### REQUIRED WORK
Continue the column below on the Self-Inflicted Wound Award, picking up right after its final sentence.

The Self-Inflicted Wound Award goes jointly to our glorious Democrat and Republican parties. Okay, I get the fact that they have to fight with each other. It’s often silly. It’s almost always unproductive. Opportunities to actually get something done are squandered and sacrificed on the altar of self-gratification (you’re not alone, Mr. Tobin). But now it’s worse. We’ve gone all intermural, raising dysfunctional nastiness to a new level. We’re now wasting precious time that could be used to call members of the other party “poo-heads,” by expending considerable effort insulting members of one’s own tribe. The Republicans are at war over the budget deficit and cultural issues. These purists, who would make a 12thcentury Spanish cardinal blush, embrace legislative suicide missions day in and day out. No chance of success, nothing but the sheer joy of self-immolation. (By the way, if you obsess over deficits and don’t talk about the third rail of middle-class entitlement, I call bullshit.) Doesn’t any Republican remember the sainted Ronald Reagan and his adage that you can’t a loaf, a half loaf will do? Apparently not. And the Democrats?  Maybe they felt left out watching the Republicans’ circular firing squad and have now decided to join the fray to claw each other to shreds over the Mideast and the border. Fellows, come on. This is not how the game is played. A little internecine sniping is okay, but remember the enemy is in the other trenches. We’ve been working on that script since we kicked out the Brits. This is infinitely worse.

### DATA SHOWN
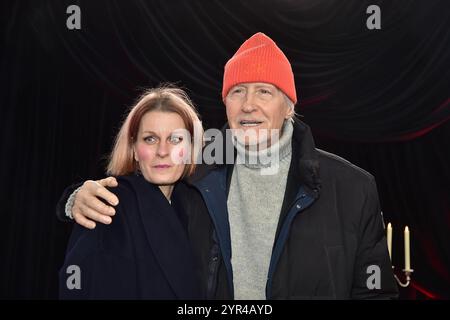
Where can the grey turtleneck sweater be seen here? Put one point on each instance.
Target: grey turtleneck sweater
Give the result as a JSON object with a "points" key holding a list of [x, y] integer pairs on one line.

### SOLVED PROBLEM
It’s a Tough Time for Comics Award. How does one earn a living behind a mike in a country where half the folks think the other half are lying, stupid and venal all the time. (Vermin? Cue the tiny brush moustache?)  Every time you open your mouth, while half the country might chuckle, the other half is enraged and is off to the gun store to buy more ammo, or packing a Peace Molotov in his or her biodegradable rucksack to participate in a largely peaceful protest. Everything triggers; rage ensues. To the barricades! There’s just not enough funny jokes about the habits of Icelandic fisherman (where it has been determined that there are no active (I mean within a 1000 years) colonizer indictments overtones nor intersectional constituencies to offend) to make a 60-minute show. Particular kudos in the Comic Award category to those poor comics in Russia and China. While you might die in front of a tough audience here, there, you might just simply die (and in the Russian case, fall out a window).

The Common-Sense is Overvalued Award goes to the SEC; the perennial winner. The Bronx Bombers of inanity (okay, not the current Yanks, but you know what I mean). There’s plenty to pick on here, but let’s focus for the moment on the proposal, floated earlier this year, to protect small investors from buying securities that small investors can’t buy. While we planned to give this award away before we found out the SEC, in a moment of sensibility, reversed itself and scoped out ABS sold in the 144A market from this new rule (Rule 15c-2-11 for the wonkiest amongst us), it’s still too damn funny to leave out. While they’ve withdrawn the rule, the fact that they thought this was a good idea in the first instance  gives them cred for this award. In this proposed rule, the SEC had determined that the small investors, the Mom-and-Pop investors, needed to get the same sort of information they got when buying a share of IBM whilst buying bonds in a private 144A transaction. Well,  apparently the penny finally dropped that Mom and Pop couldn’t buy ABS in the 144A market cause Mom and Pop ain’t QIBs. I don’t care who you are, passing a rule that protects someone from doing something they can’t do, is pretty silly.  Seriously, don’t be so sure this won’t come back and the SEC will again be competitive for a Turkey.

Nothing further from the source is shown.